Congestion Charge - no thanks!


At South Cambridgeshire District Council's full council meeting last Thursday I seconded a motion from Councillor Tom Bygott opposing the idea of a congestion charge for Cambridge. I've attached what I said below. It was a good debate and got a lot of local press coverage. Our argument was not that we opposed improvement to public transport, but that those improvements should be in place and given the chance to work, before any introduction of a congestion charge.

"In order to be able to second this motion, I’ve just come from London. I used the train, the bus and the tube. I was able to do that because the infrastructure of public transport in London went in, in the century before last, and it is still pretty effective. Two weeks ago I was in Manchester, using its fast and reliable metro tramway that reaches out across the city.

But if I compare that to the small rural villages which lie at the southern end of the C7 bus route into Cambridge, villages like Whittlesford, Heathfield and Thriplow, then the picture is very different. Because of its hopelessly circuitous route, hardly anyone uses this bus from these villages. If your job was to open a shop in Lion Yard at nine o’clock, or run the day shift in the Intensive Care Unit at Addenbrookes, you could get seriously old and very frustrated trying to use the public transport systems in and out of Cambridge.

__Records drawn from a dataset__
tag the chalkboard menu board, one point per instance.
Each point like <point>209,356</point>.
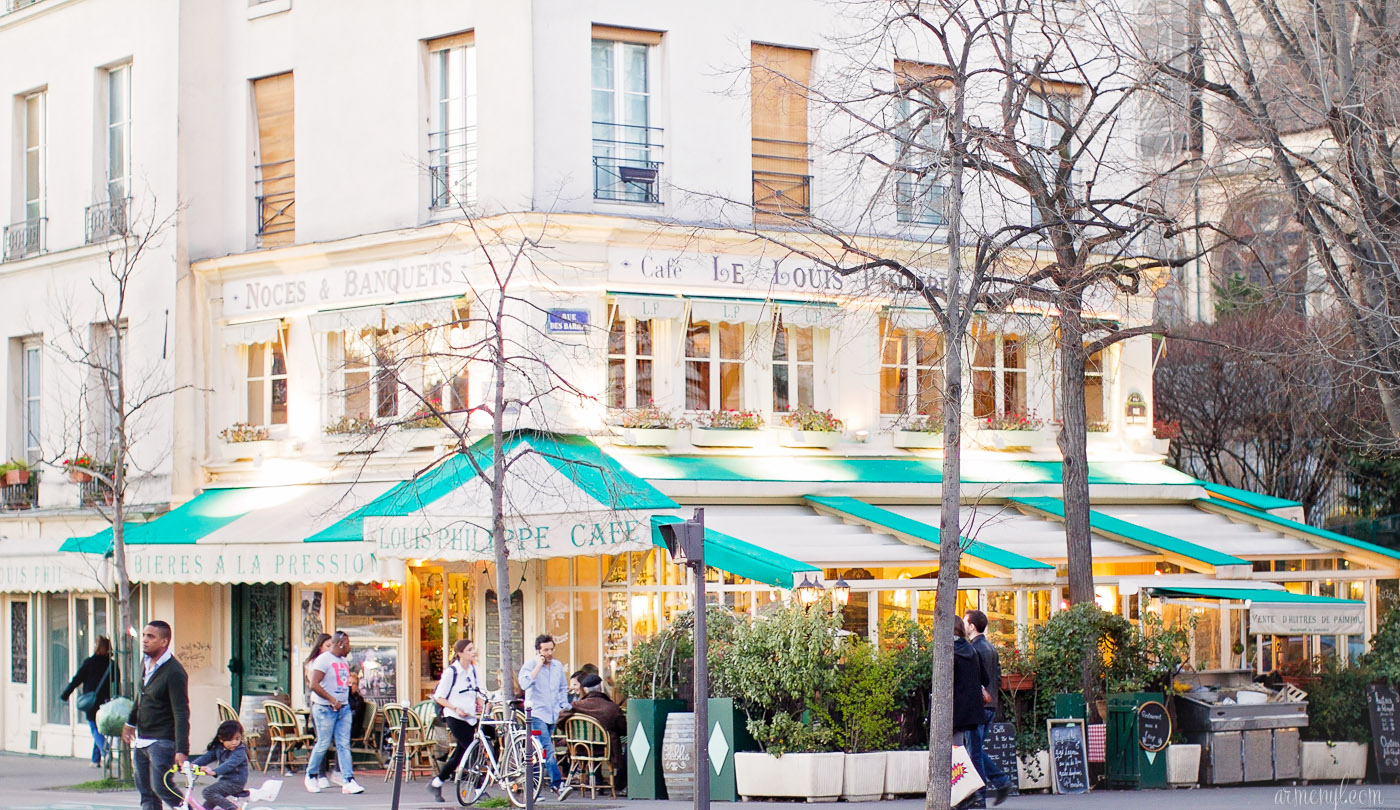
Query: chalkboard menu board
<point>1068,760</point>
<point>1001,746</point>
<point>1385,737</point>
<point>1154,726</point>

__Assignment__
Set down the congestion charge page word for word, starting at "But if I compare" up to and including "out of Cambridge.". The records stand as material apart from the congestion charge page.

__Answer for this exercise__
But if I compare that to the small rural villages which lie at the southern end of the C7 bus route into Cambridge, villages like Whittlesford, Heathfield and Thriplow, then the picture is very different. Because of its hopelessly circuitous route, hardly anyone uses this bus from these villages. If your job was to open a shop in Lion Yard at nine o’clock, or run the day shift in the Intensive Care Unit at Addenbrookes, you could get seriously old and very frustrated trying to use the public transport systems in and out of Cambridge.